-------- Getoonde gegevens --------

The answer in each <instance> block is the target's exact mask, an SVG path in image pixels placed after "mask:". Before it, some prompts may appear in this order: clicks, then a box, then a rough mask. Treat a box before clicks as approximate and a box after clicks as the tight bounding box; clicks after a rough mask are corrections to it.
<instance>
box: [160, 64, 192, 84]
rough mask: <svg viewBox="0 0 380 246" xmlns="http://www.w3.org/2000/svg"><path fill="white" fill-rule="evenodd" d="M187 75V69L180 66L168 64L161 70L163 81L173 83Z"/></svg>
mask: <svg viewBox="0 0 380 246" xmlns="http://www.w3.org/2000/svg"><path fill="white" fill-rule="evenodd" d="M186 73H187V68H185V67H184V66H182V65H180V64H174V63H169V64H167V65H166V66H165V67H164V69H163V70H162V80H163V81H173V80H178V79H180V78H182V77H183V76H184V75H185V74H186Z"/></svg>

--------

Neem alle bovenstaande gegevens letterlijk over, regel voor regel en zonder enige wijziging.

The answer in each <instance> block is the target's exact mask, an SVG path in image pixels placed after "mask:". Before it, some prompts may appear in this order: clicks, then a box, then a rough mask. Treat a box before clicks as approximate and a box after clicks as the tight bounding box; clicks after a rough mask are corrections to it.
<instance>
box: [160, 64, 192, 84]
rough mask: <svg viewBox="0 0 380 246" xmlns="http://www.w3.org/2000/svg"><path fill="white" fill-rule="evenodd" d="M187 75V69L180 66L168 64L161 70L163 81L173 83Z"/></svg>
mask: <svg viewBox="0 0 380 246" xmlns="http://www.w3.org/2000/svg"><path fill="white" fill-rule="evenodd" d="M186 73H187V68H185V67H184V66H182V65H180V64H174V63H169V64H167V65H166V66H165V67H164V69H163V70H162V80H163V81H173V80H178V79H180V78H182V77H183V76H184V75H185V74H186Z"/></svg>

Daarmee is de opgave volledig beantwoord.